Task statement:
Collect each line from the entries below that contains the word "queried".

Recorded data:
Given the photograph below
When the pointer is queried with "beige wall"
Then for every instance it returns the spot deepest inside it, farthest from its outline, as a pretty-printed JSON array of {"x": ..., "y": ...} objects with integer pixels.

* * *

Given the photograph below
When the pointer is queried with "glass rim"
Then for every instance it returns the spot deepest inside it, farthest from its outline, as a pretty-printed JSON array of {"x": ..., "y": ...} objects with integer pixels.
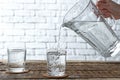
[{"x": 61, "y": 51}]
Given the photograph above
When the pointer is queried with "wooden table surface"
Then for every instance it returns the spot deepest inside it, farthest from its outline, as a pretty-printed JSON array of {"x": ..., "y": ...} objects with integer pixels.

Task result:
When the pointer is queried with "beige wall"
When the pointer is queried with "glass rim"
When the pointer is queried with "wooden table surface"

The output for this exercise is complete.